Lanjutkan tulisan tentang pilkada serentak di bawah ini, dimulai tepat setelah kalimat terakhirnya.

═════ Kutipan Dokumen

Mohon tunggu...
Allan Fatchan Gani Wardhana
Allan Fatchan Gani Wardhana Mohon Tunggu... -

Perjuangan adalah pelaksanaan kata-kata

Selanjutnya

Tutup

Politik

Menyongsong Pilkada Serentak

8 Desember 2015   21:04 Diperbarui: 8 Desember 2015   21:04 30
+
Laporkan Konten
Laporkan Akun
Kompasiana adalah platform blog. Konten ini menjadi tanggung jawab bloger dan tidak mewakili pandangan redaksi Kompas.
Lihat foto
Politik. Sumber ilustrasi: FREEPIK/Freepik


Pilkada serentak yang akan digelar besok Rabu 9 Desember, akan menjadi rintisan sejarah yang penting dan bermakna bagi kehidupan demokrasi di Indonesia. Tercatat ada 269 daerah, yang terdiri dari 9 Daerah Provinsi dan 260 kabupaten/kota yang akan menyelenggarakan pilkada. Bagaimana pilkada bisa dianggap penting dan bermakna bagi kehidupan demokrasi di tanah air? Tentu jawaban sederhananya, bahwa dalam pilkada besok akan terjadi pergantian kepemimpinan lokal yang akan membawa dampak bagi penyelenggaraan pemerintahan daerah. Rumus demokrasi mensyaratkan bahwa ciri demokrasi yang sehat adalah adanya pergantian kepemimpinan secara berkala baik secara nasional maupun lingkup lokal seperti pilkada.
Ekspektasi publik terkait jalannya pilkada serentak tahun ini membumbung tinggi. Kegaduhan, kekacauan, dan kekurangan pilkada sebelumnya diharapkan tidak terjadi dalam pilkada serentak tahun ini. Kita bisa melihat fakta kilas balik, bahwa pilkada sebelum-sebelumnya masih menyisakan berbagai macam persoalan.
Pertama, salah satu masalah yang kerap terjadi dalam Pilkada adalah konflik horizontal yang melibatkan pendukung pasangan calon. Internasional Crisis Group (ICG) mencatat sekitar 10% dari 200 pemilihan umum Kepala Daerah dan Wakil Kepala Daerah yang digelar sepanjang tahun 2010 diwarnai aksi kekerasan. Seperti di Mojokerto, Jawa Timur, Tana Toraja di Sulawesi Selatan dan Toli-toli di Sulawesi Tengah. ICG menyebutkan bahwa kekerasan dalam Pilkada antara lain dipicu oleh lemahnya posisi penyelenggara Pemilu, seperti Komisi Pemilihan Umum kabupaten/kota dan Panitia Pengawas Pemilu (Panwaslu), serta konflik antar peserta Pilkada. Dari fakta ini, jelas bahwa konflik horizontal telah merusak mental rakyat dan menimbulkan pembelahan-pembelahan sosial.
Kedua, terjadi gangguan pelayanan terhadap masyarakat. Pegawai Negeri Sipil (PNS) menjadi tidak netral. Di daerah Riau, 130 pejabat pemerintah diturunkan pangkatnya karena diduga tidak mendukung incumbent. Bahkan di daerah Jawa Timur, ada sekretaris daerah diturunkan jadi sekretaris desa.

══════════
═════ Catatan

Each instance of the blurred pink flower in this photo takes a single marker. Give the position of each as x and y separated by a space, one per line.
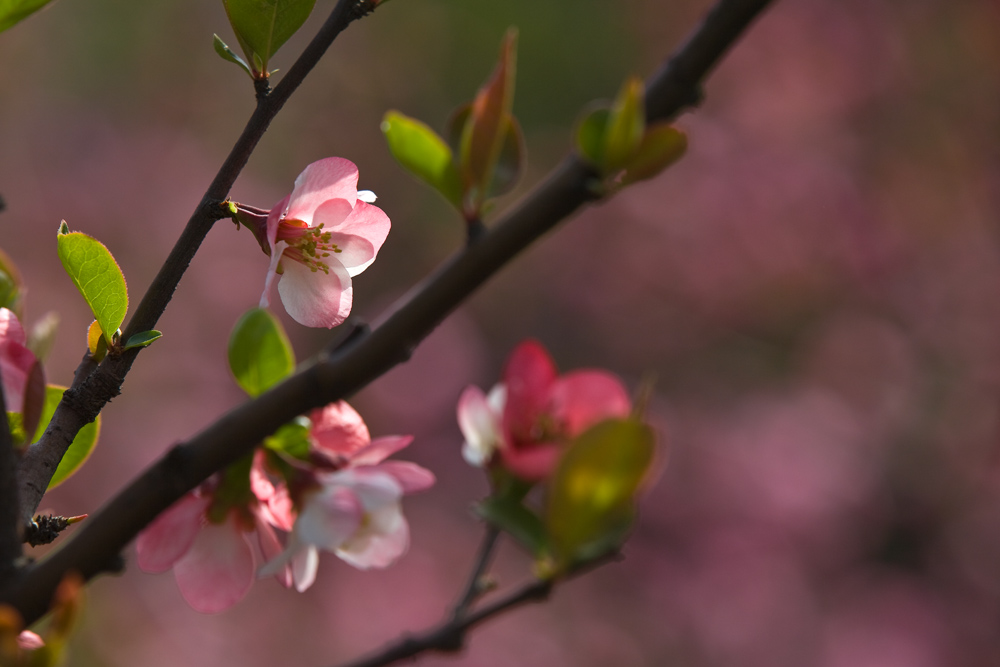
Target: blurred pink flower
352 507
213 562
529 417
331 233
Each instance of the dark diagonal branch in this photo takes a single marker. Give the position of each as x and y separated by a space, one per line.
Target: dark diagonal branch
338 374
90 392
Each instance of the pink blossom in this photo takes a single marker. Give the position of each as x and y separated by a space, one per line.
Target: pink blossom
213 562
352 507
534 412
331 233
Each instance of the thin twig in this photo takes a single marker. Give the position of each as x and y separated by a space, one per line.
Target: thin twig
339 374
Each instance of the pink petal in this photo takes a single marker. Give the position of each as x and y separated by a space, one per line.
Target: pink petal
360 236
377 550
10 327
218 569
331 178
171 534
329 517
410 476
582 398
380 449
532 464
528 376
271 548
315 298
339 429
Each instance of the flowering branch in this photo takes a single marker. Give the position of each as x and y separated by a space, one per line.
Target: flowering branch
92 389
340 373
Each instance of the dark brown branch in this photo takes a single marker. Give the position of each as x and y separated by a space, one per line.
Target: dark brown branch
449 636
339 374
90 393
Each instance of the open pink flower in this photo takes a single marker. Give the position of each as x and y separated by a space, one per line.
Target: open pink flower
319 237
213 563
352 507
534 412
23 378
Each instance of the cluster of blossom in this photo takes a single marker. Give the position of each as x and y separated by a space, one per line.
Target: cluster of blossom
340 494
526 421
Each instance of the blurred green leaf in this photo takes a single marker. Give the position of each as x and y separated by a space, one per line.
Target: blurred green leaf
15 11
142 339
516 520
96 274
626 126
661 146
422 152
260 354
227 54
262 26
81 447
590 136
592 492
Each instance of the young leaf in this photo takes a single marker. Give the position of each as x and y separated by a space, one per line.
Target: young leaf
82 445
227 54
626 125
484 131
260 355
142 339
516 520
15 11
661 146
591 494
96 274
262 26
421 151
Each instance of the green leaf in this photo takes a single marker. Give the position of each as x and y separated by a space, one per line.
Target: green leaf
82 445
262 26
422 152
661 147
96 274
626 126
142 339
227 54
590 136
515 519
15 11
260 355
591 494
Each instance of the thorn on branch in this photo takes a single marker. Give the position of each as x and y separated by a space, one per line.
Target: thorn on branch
45 528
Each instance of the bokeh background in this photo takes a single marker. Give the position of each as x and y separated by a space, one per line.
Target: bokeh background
816 287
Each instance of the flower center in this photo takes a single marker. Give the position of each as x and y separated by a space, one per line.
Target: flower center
307 245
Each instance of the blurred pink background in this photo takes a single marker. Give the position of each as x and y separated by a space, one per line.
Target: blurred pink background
816 286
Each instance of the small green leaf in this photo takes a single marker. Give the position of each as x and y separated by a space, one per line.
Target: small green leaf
590 136
227 54
626 126
515 519
421 151
82 445
15 11
592 492
142 339
661 147
262 26
96 274
260 355
484 132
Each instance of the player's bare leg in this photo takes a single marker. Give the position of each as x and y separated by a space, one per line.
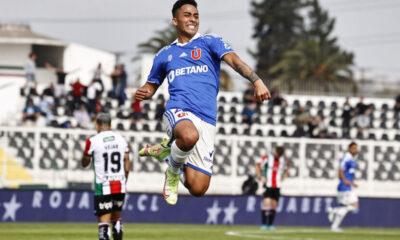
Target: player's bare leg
117 227
269 205
340 213
196 182
104 224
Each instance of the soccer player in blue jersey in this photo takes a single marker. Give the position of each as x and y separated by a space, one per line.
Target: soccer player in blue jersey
191 65
347 198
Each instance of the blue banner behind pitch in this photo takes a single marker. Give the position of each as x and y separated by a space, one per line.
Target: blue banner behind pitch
77 206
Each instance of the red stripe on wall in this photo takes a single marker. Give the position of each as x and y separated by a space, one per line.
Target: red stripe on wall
115 187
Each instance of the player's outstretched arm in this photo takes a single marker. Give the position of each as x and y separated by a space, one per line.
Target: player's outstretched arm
86 160
261 91
146 91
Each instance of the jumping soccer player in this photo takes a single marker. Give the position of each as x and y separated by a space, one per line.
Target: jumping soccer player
347 198
110 153
271 170
192 66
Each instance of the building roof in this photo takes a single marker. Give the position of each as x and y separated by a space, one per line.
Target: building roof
22 34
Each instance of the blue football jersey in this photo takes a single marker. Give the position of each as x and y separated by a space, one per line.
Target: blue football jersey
192 71
349 165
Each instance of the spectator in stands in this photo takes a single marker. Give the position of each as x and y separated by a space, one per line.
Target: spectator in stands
49 91
250 105
77 91
30 68
60 90
361 107
364 120
347 115
123 77
301 120
313 124
82 117
276 99
397 105
137 114
31 112
46 108
115 81
250 186
91 98
98 72
160 109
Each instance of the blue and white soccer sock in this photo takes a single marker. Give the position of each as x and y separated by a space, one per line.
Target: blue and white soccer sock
104 231
177 158
118 228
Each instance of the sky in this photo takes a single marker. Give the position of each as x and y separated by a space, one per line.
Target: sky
368 28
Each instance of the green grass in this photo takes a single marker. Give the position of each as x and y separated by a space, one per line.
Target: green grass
75 231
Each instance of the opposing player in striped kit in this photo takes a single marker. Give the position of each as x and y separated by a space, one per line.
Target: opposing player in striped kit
271 170
110 153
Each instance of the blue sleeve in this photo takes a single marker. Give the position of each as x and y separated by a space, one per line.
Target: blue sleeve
218 47
158 71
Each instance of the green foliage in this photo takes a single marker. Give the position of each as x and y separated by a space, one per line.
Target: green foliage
315 62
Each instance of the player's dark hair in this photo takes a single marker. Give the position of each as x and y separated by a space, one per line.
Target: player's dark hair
352 144
280 150
178 4
103 119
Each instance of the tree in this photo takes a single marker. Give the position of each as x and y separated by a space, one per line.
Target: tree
279 26
316 63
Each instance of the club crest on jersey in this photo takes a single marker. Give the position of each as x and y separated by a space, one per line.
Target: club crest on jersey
196 54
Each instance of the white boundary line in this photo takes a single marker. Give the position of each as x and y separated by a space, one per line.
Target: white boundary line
261 234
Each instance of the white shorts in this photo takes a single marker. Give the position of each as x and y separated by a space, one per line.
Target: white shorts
347 197
201 158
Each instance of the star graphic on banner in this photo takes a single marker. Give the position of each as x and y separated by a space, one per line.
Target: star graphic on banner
230 212
213 213
11 208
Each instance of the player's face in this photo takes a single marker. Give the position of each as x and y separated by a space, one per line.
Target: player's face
186 20
353 150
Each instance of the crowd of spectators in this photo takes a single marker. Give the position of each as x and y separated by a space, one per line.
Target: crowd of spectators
82 102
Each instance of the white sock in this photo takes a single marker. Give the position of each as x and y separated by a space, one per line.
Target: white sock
177 158
340 213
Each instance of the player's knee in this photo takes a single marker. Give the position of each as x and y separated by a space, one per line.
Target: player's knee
198 190
189 140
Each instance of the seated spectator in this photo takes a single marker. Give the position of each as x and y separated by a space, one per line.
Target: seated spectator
313 126
83 118
301 120
160 109
276 99
46 108
361 107
137 114
364 120
397 105
31 112
347 115
250 105
98 72
91 98
60 90
250 186
115 81
77 91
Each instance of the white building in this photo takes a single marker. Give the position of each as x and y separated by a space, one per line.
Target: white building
17 41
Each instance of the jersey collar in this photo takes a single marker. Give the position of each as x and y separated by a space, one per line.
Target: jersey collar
183 44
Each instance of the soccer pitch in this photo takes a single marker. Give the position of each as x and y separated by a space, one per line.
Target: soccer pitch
73 231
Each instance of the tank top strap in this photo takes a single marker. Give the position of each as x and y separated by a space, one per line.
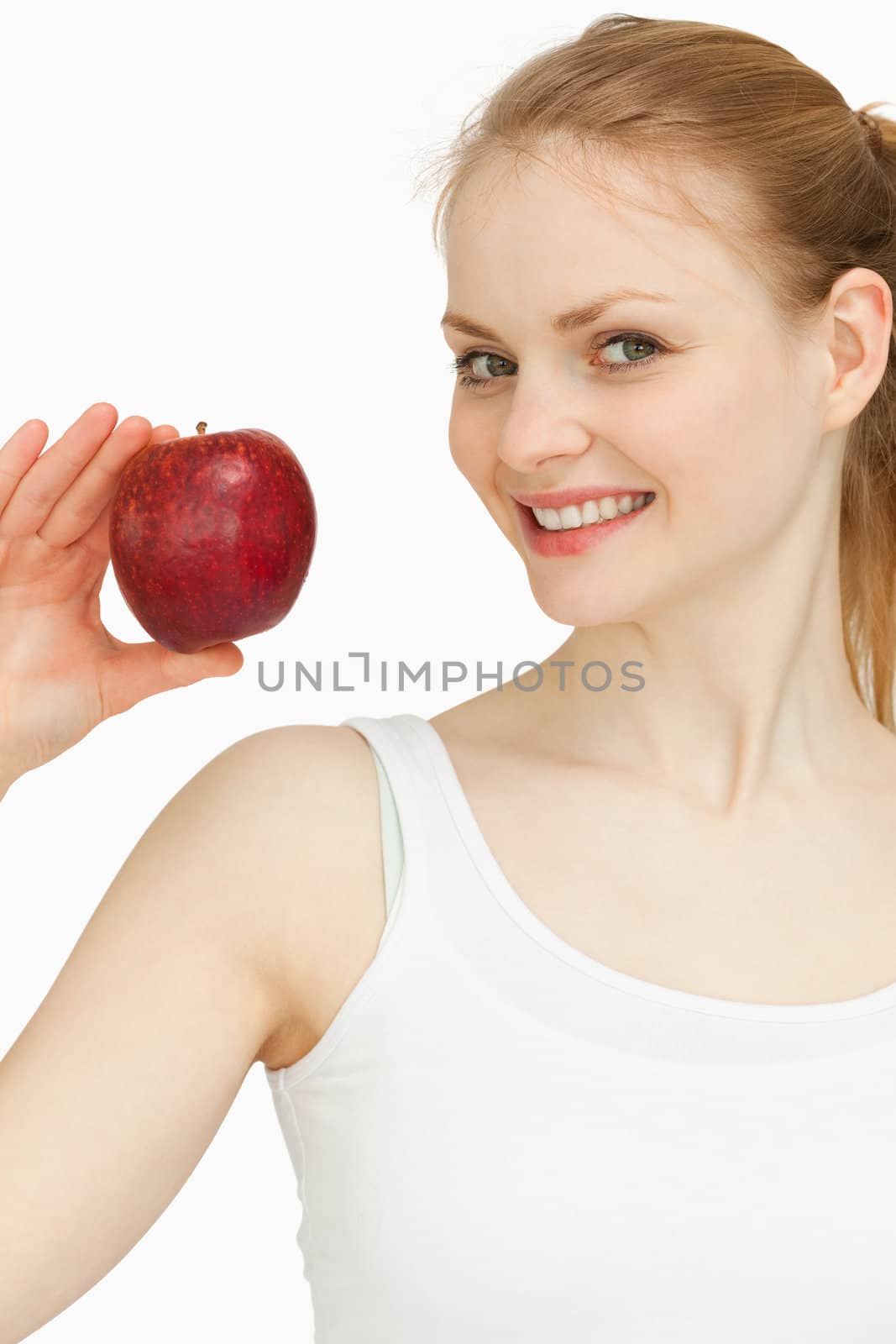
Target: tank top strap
418 813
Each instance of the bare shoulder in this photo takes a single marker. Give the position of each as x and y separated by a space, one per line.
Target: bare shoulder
317 905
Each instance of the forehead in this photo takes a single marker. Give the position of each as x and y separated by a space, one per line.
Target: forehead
533 233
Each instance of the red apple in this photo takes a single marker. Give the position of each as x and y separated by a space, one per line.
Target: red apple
211 537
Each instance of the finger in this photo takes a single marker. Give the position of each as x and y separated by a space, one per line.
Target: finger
96 539
136 671
76 510
18 454
54 470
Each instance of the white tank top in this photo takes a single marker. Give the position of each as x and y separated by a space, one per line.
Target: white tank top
499 1139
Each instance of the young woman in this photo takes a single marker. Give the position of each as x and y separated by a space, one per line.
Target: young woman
590 1032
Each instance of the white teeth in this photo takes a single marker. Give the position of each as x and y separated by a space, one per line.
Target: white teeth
591 511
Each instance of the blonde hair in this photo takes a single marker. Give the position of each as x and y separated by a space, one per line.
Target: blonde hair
815 194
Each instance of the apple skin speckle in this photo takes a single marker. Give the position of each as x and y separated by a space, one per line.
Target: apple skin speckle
211 537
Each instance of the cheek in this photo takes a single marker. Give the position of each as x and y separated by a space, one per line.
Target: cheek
734 440
469 447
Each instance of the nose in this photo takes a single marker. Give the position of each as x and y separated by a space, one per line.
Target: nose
542 423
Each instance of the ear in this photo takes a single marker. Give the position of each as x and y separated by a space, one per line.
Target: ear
860 322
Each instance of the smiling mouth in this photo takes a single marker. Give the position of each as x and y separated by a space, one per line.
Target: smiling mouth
590 514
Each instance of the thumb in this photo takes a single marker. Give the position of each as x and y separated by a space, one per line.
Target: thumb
136 671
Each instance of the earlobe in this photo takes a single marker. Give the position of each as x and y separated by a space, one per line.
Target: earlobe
862 320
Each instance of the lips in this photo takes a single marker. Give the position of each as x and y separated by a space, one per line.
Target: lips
578 495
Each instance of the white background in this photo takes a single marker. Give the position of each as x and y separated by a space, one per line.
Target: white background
207 215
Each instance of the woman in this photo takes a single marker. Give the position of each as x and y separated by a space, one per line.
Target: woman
610 1047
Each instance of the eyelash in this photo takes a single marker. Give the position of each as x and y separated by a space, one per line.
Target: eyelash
469 381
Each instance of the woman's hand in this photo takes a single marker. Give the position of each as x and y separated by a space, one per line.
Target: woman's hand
60 669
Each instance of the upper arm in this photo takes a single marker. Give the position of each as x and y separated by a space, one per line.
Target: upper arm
123 1074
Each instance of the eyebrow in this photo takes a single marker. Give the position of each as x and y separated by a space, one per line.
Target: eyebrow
571 320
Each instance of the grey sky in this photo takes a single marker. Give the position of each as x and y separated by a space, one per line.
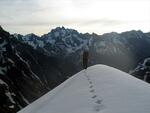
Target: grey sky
100 16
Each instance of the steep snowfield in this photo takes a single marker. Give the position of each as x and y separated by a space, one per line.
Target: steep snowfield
99 89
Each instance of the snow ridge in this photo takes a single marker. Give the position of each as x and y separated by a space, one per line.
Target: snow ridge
99 89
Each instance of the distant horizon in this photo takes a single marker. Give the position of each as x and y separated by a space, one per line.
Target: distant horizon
98 16
76 30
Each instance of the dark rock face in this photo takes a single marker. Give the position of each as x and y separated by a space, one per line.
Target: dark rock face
142 71
18 84
31 65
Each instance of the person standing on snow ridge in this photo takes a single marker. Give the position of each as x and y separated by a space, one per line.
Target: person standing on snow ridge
85 57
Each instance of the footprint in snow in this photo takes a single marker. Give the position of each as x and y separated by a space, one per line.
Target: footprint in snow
92 90
94 96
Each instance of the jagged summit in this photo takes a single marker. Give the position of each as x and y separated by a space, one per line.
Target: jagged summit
99 89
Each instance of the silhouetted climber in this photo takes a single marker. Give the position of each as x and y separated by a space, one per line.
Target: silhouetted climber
85 57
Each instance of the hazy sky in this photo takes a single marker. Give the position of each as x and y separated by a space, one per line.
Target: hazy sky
99 16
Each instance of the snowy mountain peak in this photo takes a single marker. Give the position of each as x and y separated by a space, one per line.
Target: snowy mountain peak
99 89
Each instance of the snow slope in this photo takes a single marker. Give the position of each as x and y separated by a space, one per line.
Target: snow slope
99 89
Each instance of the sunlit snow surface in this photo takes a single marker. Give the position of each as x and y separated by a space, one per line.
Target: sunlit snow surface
99 89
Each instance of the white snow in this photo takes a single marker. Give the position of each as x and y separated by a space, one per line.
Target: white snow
99 89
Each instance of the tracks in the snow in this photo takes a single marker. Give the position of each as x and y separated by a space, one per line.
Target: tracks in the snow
95 97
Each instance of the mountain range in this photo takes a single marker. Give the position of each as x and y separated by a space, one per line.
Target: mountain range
31 65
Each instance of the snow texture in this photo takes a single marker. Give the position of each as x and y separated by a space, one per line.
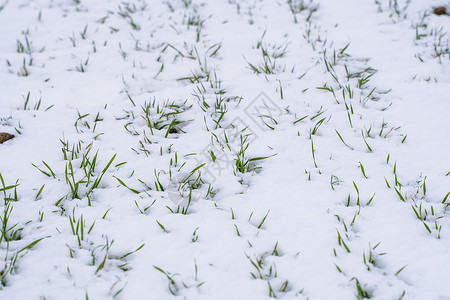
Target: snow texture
224 149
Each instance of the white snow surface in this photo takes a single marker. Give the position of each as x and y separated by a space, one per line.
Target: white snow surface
338 111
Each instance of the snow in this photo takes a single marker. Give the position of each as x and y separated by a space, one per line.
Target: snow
224 149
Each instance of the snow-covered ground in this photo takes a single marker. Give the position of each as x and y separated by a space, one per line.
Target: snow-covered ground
224 149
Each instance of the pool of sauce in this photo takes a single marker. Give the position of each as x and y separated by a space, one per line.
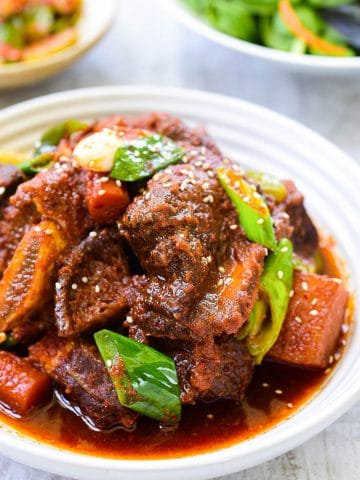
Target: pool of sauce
275 393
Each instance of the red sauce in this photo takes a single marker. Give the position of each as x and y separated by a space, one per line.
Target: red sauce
275 393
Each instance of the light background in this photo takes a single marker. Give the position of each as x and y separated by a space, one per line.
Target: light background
147 46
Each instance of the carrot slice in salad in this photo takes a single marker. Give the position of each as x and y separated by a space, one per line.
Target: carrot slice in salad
292 21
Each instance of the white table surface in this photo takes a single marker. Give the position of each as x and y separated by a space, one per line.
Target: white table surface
147 46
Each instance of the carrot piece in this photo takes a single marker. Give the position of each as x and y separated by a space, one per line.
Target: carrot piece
50 45
22 386
106 200
292 21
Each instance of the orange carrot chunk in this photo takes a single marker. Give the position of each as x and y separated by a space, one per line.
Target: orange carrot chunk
292 21
22 386
106 201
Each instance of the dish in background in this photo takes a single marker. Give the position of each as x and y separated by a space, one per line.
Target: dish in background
263 138
294 61
95 20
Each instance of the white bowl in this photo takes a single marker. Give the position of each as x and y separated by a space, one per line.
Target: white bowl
95 20
266 141
291 61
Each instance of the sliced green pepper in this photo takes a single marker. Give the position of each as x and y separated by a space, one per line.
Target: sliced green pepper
43 154
145 380
269 184
142 157
275 286
254 215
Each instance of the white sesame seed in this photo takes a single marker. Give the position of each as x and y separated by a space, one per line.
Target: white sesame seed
209 199
305 286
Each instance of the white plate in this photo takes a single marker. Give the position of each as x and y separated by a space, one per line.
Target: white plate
95 21
265 141
292 61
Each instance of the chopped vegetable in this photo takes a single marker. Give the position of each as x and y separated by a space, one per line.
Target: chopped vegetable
145 380
254 215
43 154
269 184
22 386
275 286
106 201
142 157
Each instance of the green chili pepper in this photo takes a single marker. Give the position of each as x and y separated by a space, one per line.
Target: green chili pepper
43 154
145 380
275 286
254 215
142 157
269 185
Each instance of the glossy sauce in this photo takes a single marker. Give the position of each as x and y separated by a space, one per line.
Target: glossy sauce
275 393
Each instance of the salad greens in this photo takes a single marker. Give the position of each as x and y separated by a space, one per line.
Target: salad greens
295 26
145 380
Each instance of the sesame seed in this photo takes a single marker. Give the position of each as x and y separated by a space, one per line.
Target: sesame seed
209 199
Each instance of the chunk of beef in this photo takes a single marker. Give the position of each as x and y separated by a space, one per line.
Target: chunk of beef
81 376
10 178
312 325
90 287
232 371
303 232
59 194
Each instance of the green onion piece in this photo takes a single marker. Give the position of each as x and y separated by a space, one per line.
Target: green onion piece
145 380
275 286
142 157
269 185
254 215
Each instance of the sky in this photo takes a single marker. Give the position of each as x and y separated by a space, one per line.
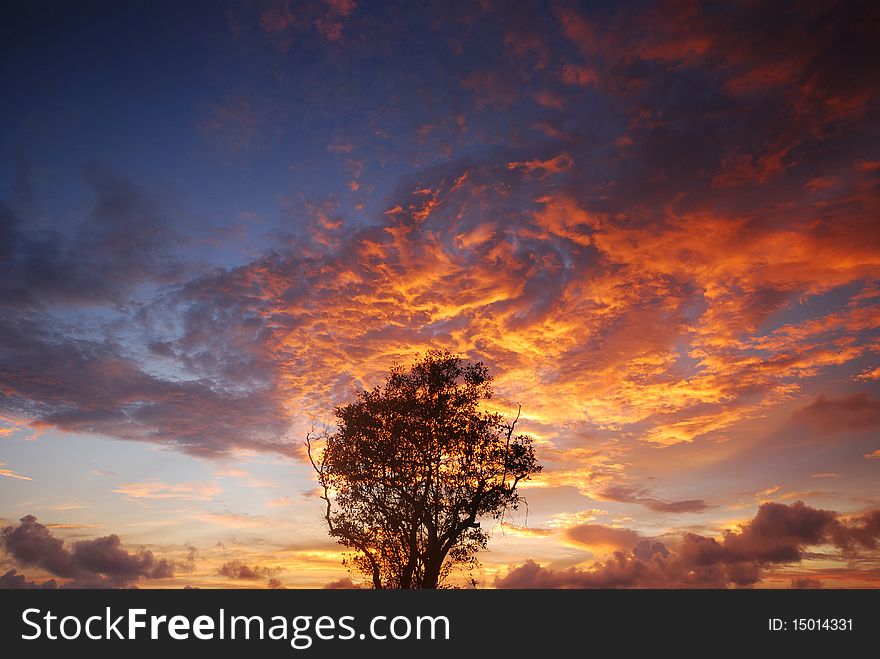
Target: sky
657 223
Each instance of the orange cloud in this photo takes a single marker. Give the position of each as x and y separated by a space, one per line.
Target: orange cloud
11 474
194 491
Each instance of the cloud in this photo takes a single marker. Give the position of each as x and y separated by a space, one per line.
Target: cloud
853 412
195 491
12 580
11 474
628 292
627 494
598 535
237 570
126 237
777 535
98 563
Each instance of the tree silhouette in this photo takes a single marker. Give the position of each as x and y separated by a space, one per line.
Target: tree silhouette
413 465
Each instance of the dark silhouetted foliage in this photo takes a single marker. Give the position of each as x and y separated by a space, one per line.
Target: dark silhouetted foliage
412 467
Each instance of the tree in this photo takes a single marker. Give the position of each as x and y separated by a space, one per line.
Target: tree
412 467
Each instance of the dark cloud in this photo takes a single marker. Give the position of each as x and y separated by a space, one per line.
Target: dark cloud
126 238
98 563
238 570
93 387
12 580
777 535
627 494
691 158
829 414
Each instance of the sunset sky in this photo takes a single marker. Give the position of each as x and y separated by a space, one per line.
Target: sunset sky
657 223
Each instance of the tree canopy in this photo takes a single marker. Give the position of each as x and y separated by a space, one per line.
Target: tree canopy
412 467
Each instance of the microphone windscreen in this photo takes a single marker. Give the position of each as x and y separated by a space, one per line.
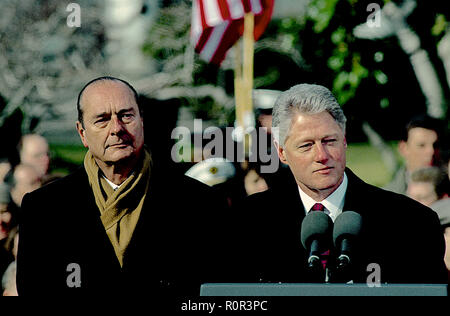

══════════

* Jawaban Tugas *
Ketiga, terkait data perselisihan hasil pilkada di MK (dari tahun 2008-2014). Ada 956 pemilukada dan yang ang masuk ke MK adalah 76 persennya (732 perkara). Dari jumlah itu hanya 68 perkara yang dikabulkan oleh MK. Dari 732 perkara yang masuk, gugatan yang tidak diterima ada 151 perkara karena tidak memenuhi syarat formal. Sedangkan yang ditolak ada 146 perkara, yang ditarik kembali berjumlah 20 perkara, dan yang gugur berjumlah 3 perkara. Ramenya gugatan ke MK (dengan fakta sedikit perkara yang dikabulkan) mengindikasikan adanya sikap “hanya siap menang, tapi tidak siap kalah” bagi calon yang bertarung.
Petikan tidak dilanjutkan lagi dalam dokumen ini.